Benedict Cumberbatch

“DOCTOR STRANGE” My rating: B-

115 minutes |MPAA rating: PG-13

At this stage of the game Marvel movies have fallen into a predictable pattern, especially the third-act city-leveling smackdown (it’s like it’s guaranteed in the Constitution or something).

About two years ago I decided I was over the whole superhero thing. Unless, of course, you can show me something new.

“Dr. Strange” takes me halfway there, giving us a spell-casting protagonist who has more in common with Harry Potter than your usual Spandexed bicep bulger.

It’s got a solid first hour in which our ego-driven hero (see “Iron Man”) recognizes  the errors of his ways and gets his head turned around.

And a second hour in which a lot of shit gets blown up.

The wild card here is Benedict Cumberbatch, PBS’s current Sherlock and an actor of such range and integrity that I’m willing to give a chance to just about any project to which he lends his name.

— PROBLEM STATEMENT —
Reproduce the Doctor Strange review starting at "About two years" and ending at "lends his name.", renaming "Harry Potter" to "Merlin" wherever it appears. The items below have nothing to do with the review above.

Dataset entries
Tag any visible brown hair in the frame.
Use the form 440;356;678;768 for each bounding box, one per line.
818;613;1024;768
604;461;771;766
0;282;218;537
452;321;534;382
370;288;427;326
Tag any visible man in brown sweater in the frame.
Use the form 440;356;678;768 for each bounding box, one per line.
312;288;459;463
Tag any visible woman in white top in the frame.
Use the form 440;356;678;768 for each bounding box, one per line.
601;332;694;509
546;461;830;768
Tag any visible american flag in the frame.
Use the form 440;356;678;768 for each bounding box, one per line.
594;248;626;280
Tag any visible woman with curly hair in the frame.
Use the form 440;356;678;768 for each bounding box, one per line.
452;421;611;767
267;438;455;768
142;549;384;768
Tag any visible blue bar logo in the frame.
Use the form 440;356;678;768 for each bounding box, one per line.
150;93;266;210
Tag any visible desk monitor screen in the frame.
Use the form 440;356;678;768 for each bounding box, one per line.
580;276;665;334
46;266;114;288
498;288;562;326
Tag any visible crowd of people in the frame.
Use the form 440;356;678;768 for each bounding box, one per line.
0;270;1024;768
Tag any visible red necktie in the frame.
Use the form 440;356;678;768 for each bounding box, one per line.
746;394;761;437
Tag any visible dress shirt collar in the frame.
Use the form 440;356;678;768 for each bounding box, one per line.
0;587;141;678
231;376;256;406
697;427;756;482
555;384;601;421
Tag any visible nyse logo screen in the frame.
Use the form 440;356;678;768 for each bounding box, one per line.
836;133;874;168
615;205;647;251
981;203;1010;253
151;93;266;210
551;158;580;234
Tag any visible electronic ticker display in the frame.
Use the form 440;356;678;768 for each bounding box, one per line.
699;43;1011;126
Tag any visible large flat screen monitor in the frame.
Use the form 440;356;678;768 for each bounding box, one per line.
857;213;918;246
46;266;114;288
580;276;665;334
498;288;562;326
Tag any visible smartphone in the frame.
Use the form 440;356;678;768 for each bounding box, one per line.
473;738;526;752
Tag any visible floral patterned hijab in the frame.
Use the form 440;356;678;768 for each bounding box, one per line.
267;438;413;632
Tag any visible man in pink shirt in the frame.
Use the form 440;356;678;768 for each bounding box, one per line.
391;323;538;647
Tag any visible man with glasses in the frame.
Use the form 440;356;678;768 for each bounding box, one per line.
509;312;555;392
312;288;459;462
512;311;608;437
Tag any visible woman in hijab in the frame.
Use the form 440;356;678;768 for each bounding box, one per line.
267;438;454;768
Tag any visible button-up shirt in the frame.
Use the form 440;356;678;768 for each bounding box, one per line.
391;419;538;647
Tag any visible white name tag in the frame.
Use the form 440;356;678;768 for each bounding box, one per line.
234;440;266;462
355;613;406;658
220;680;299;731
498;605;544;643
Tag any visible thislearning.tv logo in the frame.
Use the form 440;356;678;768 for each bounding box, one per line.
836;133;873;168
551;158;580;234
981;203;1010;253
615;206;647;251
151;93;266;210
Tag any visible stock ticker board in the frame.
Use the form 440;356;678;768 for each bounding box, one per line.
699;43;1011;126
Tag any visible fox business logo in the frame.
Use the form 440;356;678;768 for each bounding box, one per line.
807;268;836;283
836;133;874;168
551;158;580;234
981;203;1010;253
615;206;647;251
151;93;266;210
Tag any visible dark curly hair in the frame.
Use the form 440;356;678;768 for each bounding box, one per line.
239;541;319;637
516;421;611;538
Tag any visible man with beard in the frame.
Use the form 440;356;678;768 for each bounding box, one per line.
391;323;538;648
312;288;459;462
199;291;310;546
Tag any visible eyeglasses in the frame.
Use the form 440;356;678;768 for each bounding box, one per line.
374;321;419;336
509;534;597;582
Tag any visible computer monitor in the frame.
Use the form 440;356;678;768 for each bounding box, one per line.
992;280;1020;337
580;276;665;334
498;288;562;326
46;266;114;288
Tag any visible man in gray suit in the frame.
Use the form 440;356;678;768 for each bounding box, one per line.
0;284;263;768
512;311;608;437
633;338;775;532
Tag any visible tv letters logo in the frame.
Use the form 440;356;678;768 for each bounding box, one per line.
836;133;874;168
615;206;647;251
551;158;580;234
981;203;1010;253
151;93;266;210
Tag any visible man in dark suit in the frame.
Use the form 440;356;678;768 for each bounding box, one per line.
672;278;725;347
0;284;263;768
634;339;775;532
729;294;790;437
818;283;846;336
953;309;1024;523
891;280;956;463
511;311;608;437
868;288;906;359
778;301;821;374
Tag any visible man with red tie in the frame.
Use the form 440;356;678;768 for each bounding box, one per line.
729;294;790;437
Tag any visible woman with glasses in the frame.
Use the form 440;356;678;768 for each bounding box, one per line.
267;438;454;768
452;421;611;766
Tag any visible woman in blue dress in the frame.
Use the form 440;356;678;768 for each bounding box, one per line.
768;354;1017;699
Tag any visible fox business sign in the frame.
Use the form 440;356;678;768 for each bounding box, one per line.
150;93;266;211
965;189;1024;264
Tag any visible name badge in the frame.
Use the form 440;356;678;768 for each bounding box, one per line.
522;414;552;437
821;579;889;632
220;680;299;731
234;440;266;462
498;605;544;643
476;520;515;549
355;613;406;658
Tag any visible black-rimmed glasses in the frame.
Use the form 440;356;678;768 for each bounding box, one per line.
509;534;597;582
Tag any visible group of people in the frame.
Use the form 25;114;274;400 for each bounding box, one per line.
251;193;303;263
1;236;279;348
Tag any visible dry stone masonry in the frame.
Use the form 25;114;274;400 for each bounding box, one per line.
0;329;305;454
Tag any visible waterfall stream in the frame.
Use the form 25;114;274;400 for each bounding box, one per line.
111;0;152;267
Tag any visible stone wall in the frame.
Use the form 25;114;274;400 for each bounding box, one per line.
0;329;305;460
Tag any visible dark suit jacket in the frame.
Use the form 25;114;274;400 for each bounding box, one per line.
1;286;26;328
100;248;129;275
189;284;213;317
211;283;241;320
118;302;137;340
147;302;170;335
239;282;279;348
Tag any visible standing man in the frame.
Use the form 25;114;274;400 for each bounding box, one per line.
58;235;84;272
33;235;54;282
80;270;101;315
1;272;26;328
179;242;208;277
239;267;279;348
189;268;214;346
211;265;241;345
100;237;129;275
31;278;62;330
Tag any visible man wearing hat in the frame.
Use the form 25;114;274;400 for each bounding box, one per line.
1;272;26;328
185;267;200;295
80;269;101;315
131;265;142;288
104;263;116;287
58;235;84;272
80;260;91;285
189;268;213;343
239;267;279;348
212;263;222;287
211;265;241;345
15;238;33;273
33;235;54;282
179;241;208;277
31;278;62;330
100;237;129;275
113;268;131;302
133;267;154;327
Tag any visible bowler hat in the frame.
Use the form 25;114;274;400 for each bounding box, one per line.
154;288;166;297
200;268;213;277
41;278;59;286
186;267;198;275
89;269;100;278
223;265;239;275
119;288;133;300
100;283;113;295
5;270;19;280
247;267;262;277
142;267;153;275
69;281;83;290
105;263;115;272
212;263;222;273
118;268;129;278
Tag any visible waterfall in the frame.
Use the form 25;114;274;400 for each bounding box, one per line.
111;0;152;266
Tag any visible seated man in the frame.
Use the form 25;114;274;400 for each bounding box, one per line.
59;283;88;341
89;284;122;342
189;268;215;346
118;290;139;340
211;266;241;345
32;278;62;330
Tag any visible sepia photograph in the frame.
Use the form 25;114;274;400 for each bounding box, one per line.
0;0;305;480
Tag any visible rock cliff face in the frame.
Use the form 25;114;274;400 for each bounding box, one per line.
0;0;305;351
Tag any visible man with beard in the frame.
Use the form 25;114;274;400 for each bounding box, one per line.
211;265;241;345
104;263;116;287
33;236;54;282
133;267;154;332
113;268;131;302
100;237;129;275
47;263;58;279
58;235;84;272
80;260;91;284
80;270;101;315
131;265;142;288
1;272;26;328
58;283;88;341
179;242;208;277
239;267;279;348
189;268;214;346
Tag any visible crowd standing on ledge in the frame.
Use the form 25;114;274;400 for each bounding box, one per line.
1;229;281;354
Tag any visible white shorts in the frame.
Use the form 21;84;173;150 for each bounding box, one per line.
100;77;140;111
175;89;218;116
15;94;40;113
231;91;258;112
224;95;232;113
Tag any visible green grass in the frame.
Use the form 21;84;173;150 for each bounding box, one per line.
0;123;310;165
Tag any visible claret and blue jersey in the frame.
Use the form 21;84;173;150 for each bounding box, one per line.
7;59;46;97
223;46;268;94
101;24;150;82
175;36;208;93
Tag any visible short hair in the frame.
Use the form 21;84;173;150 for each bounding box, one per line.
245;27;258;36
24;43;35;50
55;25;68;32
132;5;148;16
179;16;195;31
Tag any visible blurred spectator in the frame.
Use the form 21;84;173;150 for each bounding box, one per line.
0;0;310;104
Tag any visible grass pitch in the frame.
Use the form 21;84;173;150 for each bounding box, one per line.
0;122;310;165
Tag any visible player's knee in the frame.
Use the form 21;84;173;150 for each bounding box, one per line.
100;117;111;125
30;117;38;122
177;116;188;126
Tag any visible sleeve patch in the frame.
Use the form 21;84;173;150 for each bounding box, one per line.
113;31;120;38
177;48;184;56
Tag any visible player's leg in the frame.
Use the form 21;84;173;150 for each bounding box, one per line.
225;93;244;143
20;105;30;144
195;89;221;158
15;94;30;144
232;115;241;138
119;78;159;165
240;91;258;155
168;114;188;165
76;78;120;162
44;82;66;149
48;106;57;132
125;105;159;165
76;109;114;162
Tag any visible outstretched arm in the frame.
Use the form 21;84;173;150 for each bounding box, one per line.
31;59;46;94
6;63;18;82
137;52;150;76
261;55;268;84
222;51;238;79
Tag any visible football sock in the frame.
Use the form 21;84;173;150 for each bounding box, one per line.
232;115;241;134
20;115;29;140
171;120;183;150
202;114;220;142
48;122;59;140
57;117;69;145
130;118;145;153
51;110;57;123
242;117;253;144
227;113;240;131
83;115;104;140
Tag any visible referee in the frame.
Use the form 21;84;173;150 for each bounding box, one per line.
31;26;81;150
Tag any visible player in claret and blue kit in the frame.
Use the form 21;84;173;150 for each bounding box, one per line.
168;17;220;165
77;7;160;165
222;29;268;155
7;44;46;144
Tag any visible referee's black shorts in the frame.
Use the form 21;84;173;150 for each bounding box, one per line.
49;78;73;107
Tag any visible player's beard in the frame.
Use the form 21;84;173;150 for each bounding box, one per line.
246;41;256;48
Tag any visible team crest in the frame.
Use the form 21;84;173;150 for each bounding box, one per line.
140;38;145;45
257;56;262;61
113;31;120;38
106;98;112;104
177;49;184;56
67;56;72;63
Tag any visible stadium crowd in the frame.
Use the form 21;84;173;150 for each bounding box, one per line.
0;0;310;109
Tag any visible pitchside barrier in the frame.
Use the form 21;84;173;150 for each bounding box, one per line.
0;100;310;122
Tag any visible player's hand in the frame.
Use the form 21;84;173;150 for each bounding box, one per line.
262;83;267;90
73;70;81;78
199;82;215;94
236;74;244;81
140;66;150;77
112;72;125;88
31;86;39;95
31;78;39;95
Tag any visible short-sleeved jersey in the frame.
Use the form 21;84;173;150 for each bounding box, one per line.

— WRITTEN SOLUTION —
About two years ago I decided I was over the whole superhero thing. Unless, of course, you can show me something new.

“Dr. Strange” takes me halfway there, giving us a spell-casting protagonist who has more in common with Merlin than your usual Spandexed bicep bulger.

It’s got a solid first hour in which our ego-driven hero (see “Iron Man”) recognizes  the errors of his ways and gets his head turned around.

And a second hour in which a lot of shit gets blown up.

The wild card here is Benedict Cumberbatch, PBS’s current Sherlock and an actor of such range and integrity that I’m willing to give a chance to just about any project to which he lends his name.